Refiere que allí crecían “en forma de un espeso bosque las más
variadas plantas nativas”.
Y agrega que “abundaban las palmas reales, la palmera espinosa o
corozo, el guano, guayabas, matas de mamón, jaguas, jobos, zapotes y mamei, sin
contar los intrincados matorrales llenos de lianas, de bejucos de puerco, palos
de indio, fideos, anamú, el topetope, palos de balsa, hicacos y el caimoí”.
Río Ozama, bordeado de bosques.
Mañón Arredondo evoca que las orillas del río Ozama estaban
bordeadas de ceibos y jabillas, gruesos y altos, con sus ramajes dando sombra
todo el año. “Muchas veces al cruzar esos intrincados matorrales en horas de la
mañana el rocío parecía pender de los árboles hasta más tarde de lo usual”,
añade el autor.
Además, expresa: “En toda la comarca norte soplaba el aire fresco
y puro. El silencio era quieto, salvo cuando se percibían esporádicos tiros de
escopetas de las de ‘ataque’, en las mañanas en que iban los cazadores tras la
caza de las palomas coronitas”.
Recuerda que había allí “miles de ciguas” y carpinteros, bandadas
de búcaros, de los Julián Chiví y pájaros bobos que encontraban refugio natural
en la gran arboleda sin temores a su extinción.
Mañón Arredondo sigue narrando: “Más allá, a la izquierda se
divisaba Punta Torrecilla, muy diminuta, al otro lado de la ciudad en el
centro, la silueta parduzca del ábside de San Francisco, a la derecha el sólido
campanario de la Merced, el más alto de todos los templos capitaleños, al fondo
la iglesia de Regina y casi junto a ella la espadaña de los Padres de Santo
Domingo”.
Expresa que todo remataba bajo el trasfondo del horizonte
marítimo, limpio, sin nubes y sin tiempo... “Por siglos, Santo Domingo durmió
bajo las faldas de sus serradas, sin salir de sus prisioneros muros
defensivos”, dice.
Para la época la economía de la parte Este de la isla se basaba
en el cultivo del tabaco, en el corte de madera, especialmente de la caoba, y
en la ganadería.
Entonces, había en la parte española “unas pequeñas fundaciones
llamadas conucos (lugares cercanos para cultivar) nombre que equivalía al de
habitación de víveres o plazas de víveres en las islas francesas; es la
parcelación ordinaria de algunos colonos de poca fortuna, y más comúnmente de
hombres de color y libertos”, testimonia Médéric Louis Élie Moreau de
Saint-Méry en su descripción de la parte española.

Las tareas -
1 - Enumera las aves que, según el bloque de texto, encontraban refugio natural en la gran arboleda.
2 - Responde estas preguntas a partir del bloque de texto:
(a) ¿Qué árboles bordeaban las orillas del río Ozama?
(b) ¿En qué se basaba la economía de la parte Este de la isla?
(c) ¿Qué campanario era el más alto de todos los templos capitaleños?
Para resolver las tareas no hace falta consultar las líneas.

Lista de líneas -
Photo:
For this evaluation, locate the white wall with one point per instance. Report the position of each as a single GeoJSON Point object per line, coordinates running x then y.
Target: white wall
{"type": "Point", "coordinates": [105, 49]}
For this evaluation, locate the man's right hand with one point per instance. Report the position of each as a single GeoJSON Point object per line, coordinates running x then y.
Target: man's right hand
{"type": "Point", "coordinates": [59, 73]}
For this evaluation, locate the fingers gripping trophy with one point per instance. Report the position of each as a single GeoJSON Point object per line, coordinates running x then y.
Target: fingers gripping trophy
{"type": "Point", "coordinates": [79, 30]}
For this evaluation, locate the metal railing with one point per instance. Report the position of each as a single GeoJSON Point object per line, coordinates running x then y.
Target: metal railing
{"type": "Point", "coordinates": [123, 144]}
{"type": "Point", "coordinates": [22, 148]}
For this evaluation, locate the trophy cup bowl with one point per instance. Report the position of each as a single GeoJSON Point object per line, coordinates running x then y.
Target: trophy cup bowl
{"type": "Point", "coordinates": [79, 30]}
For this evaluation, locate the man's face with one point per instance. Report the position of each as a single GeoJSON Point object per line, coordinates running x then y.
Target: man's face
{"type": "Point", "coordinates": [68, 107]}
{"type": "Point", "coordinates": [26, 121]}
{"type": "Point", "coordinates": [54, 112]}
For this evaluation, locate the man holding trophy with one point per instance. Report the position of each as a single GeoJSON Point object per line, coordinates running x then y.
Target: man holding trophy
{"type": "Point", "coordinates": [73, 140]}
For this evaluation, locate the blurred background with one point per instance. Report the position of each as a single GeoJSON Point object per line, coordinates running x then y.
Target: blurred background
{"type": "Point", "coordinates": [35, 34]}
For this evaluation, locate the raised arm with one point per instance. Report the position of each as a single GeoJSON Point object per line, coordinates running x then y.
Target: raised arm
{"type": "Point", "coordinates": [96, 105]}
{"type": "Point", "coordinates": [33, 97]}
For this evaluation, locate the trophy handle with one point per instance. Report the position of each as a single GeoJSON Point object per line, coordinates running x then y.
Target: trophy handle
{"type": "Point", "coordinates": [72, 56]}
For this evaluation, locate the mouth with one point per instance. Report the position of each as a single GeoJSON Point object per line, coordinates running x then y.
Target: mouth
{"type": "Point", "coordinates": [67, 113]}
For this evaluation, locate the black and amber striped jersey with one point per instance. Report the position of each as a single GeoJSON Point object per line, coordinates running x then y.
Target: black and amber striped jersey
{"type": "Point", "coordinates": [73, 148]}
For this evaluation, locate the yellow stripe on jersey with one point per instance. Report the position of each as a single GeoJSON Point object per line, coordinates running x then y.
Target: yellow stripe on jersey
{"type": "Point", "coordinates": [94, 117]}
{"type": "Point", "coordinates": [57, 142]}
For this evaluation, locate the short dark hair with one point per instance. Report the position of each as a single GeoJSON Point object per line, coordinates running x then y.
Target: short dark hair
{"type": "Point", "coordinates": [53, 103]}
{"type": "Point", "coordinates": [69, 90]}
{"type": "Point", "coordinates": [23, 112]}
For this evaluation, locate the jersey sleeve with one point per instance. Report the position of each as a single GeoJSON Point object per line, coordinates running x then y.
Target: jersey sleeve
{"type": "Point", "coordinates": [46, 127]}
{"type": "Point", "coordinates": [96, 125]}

Respuestas -
1 - Ciguas, carpinteros, búcaros, Julián Chiví y pájaros bobos.

2 -
(a) Ceibos y jabillas.
(b) En el cultivo del tabaco, en el corte de madera, especialmente de la caoba, y en la ganadería.
(c) El de la Merced.